##### RECORDS FOR THIS TASK
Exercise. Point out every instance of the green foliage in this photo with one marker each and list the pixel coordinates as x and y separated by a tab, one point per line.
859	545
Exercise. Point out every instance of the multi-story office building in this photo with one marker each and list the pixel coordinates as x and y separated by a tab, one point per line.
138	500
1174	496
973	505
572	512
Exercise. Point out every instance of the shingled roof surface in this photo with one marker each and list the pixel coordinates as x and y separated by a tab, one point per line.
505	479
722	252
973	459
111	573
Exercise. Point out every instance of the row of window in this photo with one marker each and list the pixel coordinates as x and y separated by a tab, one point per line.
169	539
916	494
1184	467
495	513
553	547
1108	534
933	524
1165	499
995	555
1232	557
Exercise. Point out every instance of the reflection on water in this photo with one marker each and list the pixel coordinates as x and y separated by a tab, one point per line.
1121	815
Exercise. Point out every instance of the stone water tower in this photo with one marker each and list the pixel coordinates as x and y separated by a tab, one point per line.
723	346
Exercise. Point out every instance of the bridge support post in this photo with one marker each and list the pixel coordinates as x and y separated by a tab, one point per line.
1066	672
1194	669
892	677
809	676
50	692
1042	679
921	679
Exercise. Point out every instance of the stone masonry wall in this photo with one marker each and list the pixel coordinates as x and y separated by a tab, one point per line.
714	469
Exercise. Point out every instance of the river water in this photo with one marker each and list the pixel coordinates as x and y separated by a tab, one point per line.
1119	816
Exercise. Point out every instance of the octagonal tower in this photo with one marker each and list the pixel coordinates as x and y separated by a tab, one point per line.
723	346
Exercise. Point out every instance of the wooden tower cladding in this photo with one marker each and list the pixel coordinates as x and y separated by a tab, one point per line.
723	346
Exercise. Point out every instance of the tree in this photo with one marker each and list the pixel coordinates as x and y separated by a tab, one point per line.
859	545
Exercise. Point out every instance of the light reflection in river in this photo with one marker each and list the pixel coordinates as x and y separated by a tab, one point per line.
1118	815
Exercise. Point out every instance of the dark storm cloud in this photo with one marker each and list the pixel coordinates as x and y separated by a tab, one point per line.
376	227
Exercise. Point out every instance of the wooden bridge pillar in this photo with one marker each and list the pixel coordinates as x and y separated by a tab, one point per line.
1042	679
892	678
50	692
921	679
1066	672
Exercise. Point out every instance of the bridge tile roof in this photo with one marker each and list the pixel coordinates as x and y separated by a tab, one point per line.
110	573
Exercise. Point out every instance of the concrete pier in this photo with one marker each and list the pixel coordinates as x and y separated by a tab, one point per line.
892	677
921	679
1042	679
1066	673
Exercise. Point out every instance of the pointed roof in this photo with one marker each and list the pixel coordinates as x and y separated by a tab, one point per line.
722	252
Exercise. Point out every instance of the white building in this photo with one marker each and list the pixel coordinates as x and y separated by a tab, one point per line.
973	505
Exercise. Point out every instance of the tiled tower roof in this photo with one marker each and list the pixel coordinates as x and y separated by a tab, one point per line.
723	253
##########
WORK TASK → Your reply should contain each entry, copied without alteration.

ANSWER BOX →
Exercise. Point out every instance of the green foliage in this photo with one marker each and list the pixel coordinates as x and y separated by a tab, one point per line.
859	545
Exercise. Point out every instance of the multi-story office building in this photo with one marker each and list the pixel coordinates as x and y separated by a tab, one point per line.
138	500
1174	496
973	505
572	512
Exercise. Point out every instance of the shingled roof surface in this photo with one marker each and list the pixel coordinates as x and y separated by a tab, one point per line.
505	479
722	252
973	459
111	573
Exercise. Point out every instance of the row of window in this photo with one marker each and list the pixel coordinates as x and y separated by a tab, one point per line.
169	539
916	494
1184	467
495	513
553	547
1108	534
933	524
1165	499
995	555
1232	557
Exercise. Point out every instance of the reflection on water in this photo with one marker each and list the pixel coordinates as x and y separated by a tab, one point per line.
1121	815
Exercise. Point out every instance of the stone water tower in this photo with one marker each and list the pixel coordinates as x and y separated by a tab, one point per line.
723	346
Exercise. Point out every instance of the bridge support post in this photo with one marker each and list the pixel coordinates as x and y separated by a tab, one point per line.
1066	672
1194	669
892	677
809	676
50	692
1042	679
921	679
Exercise. Point out every instance of the stone masonry wall in this photo with one marker each and list the pixel coordinates as x and y separated by a tab, one point per line.
714	469
Exercise. Point out every instance of the river water in this photo with one marker each and list the pixel coordinates as x and y separated by a tab, one point per line.
1119	816
Exercise. Point out every instance of the octagonal tower in this photo with one marker each and list the pixel coordinates as x and y separated by a tab, one point per line.
723	346
Exercise. Point out every instance of the wooden tower cladding in this photo with one marker each and list the pixel coordinates as x and y separated by a tab, one point per line.
723	346
Exercise. Point out every instance of the tree in this photo with one marker each and list the pixel coordinates as x and y separated by a tab, one point per line.
859	545
Exercise. Point out every instance of the light reflection in river in this photo with one marker each and list the pixel coordinates as x and y separated by a tab, one point per line.
1118	815
Exercise. Point out every instance of the dark storm cloud in this photo with one marker each and list the pixel coordinates as x and y separated by a tab, one point per line.
376	227
Exercise. Point out every instance of the wooden bridge pillar in this photo with one marker each and list the pixel coordinates as x and y separated by a tab, one point per line.
1042	679
892	678
50	692
921	679
1066	672
Exercise. Point out every instance of the bridge tile roof in this photo with one marker each and list the pixel coordinates as x and y separated by a tab, one point per line.
110	573
Exercise. Point out every instance of the concrete pier in this photo with one marker each and list the pixel coordinates as x and y separated by a tab, one point per line.
892	677
921	679
1042	679
1066	673
Exercise. Point out every instance of the pointed roof in this photo with one marker each and list the pixel coordinates as x and y separated by a tab, one point per line.
722	252
Exercise. Point out every instance of the white building in this photo with one marker each and list the pixel coordinates as x and y separated by a tab, one point per line.
973	505
Exercise. Point out every instance of the tiled tower roof in this photo with one marker each and list the pixel coordinates as x and y separated by a tab, one point per line.
723	253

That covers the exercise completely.